In a data-driven organization, choosing the right Database or Database Management System (DBMS) is one of the most critical decisions to support end-user requirements. Choosing a DBMS system shouldn’t be neglected and all options should be investigated - from more traditional systems, like SQL, to less rigid ones, like NoSQL, or hybrid versions with a multi-model database. This article supports the database paradigm decision process by supplying four tracks to create an analogous data model to the reflect reality. 

Avoid a lock-in choice

We can save time and money by avoiding a lock-in choice. Requirements may change as priorities and solutions evolve over time. As architects, we are driven by our understanding of the problem we are looking to solve. This vision is limited to the actual knowledge and will require iteration to deliver the final solution. Blocking the development until a holy grail is found is usually not feasible. It can even be counterproductive due to missed end-user feedback collected during feedback loops. A layered approach, based on abstraction, can prevent loosely coupled business logic and storage. The database should become a detail which supports the data model and the reflection of reality. The data model is more significant than the DBMS system. Having a database that serves the data model is fundamental (Martin, 2018).

DBMS migration and code refactoring is always possible but can take a lot of effort. Making sure rights decisions are taken in time and well-architected solutions are set up by respecting guidelines and frameworks can be a crucial step towards the success of a project.

ACID, BASE, or something else? Going over stereotypes

Choosing a DBMS to follow the (Atomicity, Consistency, Isolation, Durability) or BASE (Basic Availability, Soft-state, and Eventual consistency) principle should not limit your choice. While these principles give you a sign about the system’s main concern, mitigation can be put in place to reduce their impact on your data. Database systems are generally split into two categories, relating to the SQL (Structured Query Language) language to interface with those and NoSQL or “not only SQL” for all database systems where the relation is not the only concern. Both types of systems had their advantages and disadvantages until the concept of multi-model polystore appeared, which found a compromise to query and integrate multiple, heterogeneous, storage engines. The first type follows ACID principles where the main concern is to keep data consistent. Meanwhile, “not only SQL” (NoSQL) stores data in other types of storage than relational tables. Different data models can be found under the NoSQL umbrella. Most known are key-value stores, column-oriented stores, document-oriented stores, or graph databases and follow BASE principles. The NoSQL main concern is to retrieve and quickly store data. A polystore consists of multiple data stores with a heterogeneous storage engine that is integrated across all systems. Two examples can be given, such as BigDAWG or Typhon Polystore. The advantage of a polystore instead of hybrid storage is the possibility to make existing data models in a paradigm communicate with a unified interface. Does this mean polystore follows ACID and BASE principles? Polystore relies on underlying principles, meaning different principles can co-exist in case several types (SQL and NoSQL) need to be used simultaneously. Most of the time, the overall system inherits its approach from the least restrictive principles, BASE, for multi-model stores.

Records shown
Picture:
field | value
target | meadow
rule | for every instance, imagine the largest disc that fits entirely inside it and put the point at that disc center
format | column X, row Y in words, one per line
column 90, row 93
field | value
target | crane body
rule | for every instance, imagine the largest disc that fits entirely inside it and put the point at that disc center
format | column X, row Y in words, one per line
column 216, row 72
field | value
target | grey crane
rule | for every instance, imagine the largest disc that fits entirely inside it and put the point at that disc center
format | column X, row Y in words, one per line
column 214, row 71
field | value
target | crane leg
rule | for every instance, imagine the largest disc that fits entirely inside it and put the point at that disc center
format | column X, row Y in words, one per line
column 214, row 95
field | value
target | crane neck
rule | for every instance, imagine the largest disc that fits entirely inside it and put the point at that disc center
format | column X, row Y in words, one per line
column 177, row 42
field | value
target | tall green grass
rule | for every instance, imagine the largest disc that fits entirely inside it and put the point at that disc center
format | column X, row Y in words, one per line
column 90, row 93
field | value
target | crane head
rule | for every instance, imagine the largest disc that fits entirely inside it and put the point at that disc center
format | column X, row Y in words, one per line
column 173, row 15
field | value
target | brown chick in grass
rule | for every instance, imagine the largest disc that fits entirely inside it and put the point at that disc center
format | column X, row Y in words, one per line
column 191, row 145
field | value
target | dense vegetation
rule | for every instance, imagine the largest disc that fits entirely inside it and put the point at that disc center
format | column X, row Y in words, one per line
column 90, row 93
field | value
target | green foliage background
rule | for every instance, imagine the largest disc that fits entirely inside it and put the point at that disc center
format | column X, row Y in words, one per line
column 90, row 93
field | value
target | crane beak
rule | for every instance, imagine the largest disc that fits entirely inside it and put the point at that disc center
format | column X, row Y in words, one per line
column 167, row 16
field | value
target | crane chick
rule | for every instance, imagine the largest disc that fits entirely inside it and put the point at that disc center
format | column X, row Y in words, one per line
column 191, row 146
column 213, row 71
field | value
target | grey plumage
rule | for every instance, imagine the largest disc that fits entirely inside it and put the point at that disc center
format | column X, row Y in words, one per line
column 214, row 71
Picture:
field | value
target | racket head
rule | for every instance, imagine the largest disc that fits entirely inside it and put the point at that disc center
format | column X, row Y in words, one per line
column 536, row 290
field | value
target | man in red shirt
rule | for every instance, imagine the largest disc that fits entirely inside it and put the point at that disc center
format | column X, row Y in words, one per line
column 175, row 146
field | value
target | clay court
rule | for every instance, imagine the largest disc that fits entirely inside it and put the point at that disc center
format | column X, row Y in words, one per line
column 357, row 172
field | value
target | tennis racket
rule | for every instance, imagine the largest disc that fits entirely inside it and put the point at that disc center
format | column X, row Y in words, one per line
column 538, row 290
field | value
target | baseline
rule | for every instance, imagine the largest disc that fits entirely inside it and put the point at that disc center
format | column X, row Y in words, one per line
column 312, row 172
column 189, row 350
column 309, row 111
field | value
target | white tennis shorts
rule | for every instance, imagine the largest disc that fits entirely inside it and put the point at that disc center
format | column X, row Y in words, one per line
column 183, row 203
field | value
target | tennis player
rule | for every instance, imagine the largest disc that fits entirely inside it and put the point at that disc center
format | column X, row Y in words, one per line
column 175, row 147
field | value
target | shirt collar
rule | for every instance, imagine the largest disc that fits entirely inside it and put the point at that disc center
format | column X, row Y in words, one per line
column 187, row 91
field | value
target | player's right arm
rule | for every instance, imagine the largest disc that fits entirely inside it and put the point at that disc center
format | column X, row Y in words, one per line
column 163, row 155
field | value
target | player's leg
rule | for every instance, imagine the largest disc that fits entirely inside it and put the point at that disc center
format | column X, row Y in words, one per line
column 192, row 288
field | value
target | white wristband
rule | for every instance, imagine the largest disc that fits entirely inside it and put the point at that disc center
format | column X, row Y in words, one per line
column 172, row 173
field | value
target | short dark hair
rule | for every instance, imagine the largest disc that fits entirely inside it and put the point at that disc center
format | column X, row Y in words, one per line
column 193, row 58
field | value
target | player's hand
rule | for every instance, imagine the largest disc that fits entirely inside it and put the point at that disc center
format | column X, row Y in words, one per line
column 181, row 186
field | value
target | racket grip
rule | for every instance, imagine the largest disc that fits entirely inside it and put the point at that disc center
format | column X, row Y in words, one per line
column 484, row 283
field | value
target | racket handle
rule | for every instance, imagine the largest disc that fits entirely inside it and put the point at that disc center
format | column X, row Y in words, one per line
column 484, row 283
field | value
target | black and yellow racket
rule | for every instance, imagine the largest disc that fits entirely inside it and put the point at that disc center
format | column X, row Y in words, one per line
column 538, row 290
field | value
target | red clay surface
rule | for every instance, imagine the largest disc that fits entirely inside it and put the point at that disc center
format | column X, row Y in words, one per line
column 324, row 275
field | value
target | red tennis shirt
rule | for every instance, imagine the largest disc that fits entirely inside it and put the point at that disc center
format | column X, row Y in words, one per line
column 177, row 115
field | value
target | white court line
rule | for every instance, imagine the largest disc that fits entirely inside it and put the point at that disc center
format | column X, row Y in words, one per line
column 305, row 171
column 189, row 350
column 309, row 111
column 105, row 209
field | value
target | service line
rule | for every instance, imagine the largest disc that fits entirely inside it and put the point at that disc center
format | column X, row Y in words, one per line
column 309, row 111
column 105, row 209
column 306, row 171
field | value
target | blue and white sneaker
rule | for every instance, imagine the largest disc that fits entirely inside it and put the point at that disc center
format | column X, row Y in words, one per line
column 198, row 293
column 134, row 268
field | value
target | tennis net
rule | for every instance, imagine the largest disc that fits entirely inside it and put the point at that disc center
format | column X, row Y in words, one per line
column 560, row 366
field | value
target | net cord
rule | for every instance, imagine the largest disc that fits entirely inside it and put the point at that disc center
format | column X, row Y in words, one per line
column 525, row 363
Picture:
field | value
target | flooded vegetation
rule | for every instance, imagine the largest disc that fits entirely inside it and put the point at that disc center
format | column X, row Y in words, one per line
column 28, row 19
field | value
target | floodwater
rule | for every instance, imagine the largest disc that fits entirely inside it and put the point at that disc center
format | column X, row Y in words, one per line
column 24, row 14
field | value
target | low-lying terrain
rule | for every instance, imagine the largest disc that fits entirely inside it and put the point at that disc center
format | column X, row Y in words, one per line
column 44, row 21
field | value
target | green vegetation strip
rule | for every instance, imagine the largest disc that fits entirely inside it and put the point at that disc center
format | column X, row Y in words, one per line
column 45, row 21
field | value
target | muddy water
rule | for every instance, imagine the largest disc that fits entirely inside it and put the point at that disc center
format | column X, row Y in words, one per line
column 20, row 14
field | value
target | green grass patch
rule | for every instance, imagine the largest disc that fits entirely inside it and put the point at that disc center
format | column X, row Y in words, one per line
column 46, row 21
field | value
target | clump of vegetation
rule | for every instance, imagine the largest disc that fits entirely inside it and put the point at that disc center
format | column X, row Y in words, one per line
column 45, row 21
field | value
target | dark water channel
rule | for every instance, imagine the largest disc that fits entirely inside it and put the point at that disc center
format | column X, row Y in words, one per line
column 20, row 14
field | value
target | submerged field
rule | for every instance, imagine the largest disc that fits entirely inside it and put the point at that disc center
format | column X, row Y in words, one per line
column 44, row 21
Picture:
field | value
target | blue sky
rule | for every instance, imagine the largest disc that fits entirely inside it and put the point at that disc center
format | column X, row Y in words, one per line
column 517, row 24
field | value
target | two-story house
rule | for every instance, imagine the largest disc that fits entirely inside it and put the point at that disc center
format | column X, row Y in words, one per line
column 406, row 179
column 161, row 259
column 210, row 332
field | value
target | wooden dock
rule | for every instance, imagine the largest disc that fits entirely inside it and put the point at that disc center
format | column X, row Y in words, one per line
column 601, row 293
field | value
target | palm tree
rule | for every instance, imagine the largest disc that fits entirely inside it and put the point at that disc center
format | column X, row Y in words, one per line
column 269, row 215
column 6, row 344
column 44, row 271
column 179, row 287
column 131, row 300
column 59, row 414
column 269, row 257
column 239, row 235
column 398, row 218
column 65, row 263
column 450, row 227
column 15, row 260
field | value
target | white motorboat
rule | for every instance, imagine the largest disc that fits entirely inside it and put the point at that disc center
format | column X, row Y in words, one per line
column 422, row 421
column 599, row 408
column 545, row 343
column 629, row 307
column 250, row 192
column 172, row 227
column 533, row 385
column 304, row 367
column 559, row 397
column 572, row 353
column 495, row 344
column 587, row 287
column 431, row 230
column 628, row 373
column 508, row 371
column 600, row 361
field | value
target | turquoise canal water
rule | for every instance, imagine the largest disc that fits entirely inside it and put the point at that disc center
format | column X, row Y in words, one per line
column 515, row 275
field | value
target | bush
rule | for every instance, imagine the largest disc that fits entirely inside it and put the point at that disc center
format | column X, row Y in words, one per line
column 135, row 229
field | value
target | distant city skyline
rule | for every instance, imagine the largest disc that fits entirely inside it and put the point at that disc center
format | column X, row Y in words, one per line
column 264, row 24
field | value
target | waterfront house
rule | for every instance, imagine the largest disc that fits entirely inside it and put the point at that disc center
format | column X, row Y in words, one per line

Exercise requirements
Repeat word for word the part of the DBMS article starting with "We can save" and going on through "fundamental (Martin, 2018).".

Result of this exercise
We can save time and money by avoiding a lock-in choice. Requirements may change as priorities and solutions evolve over time. As architects, we are driven by our understanding of the problem we are looking to solve. This vision is limited to the actual knowledge and will require iteration to deliver the final solution. Blocking the development until a holy grail is found is usually not feasible. It can even be counterproductive due to missed end-user feedback collected during feedback loops. A layered approach, based on abstraction, can prevent loosely coupled business logic and storage. The database should become a detail which supports the data model and the reflection of reality. The data model is more significant than the DBMS system. Having a database that serves the data model is fundamental (Martin, 2018).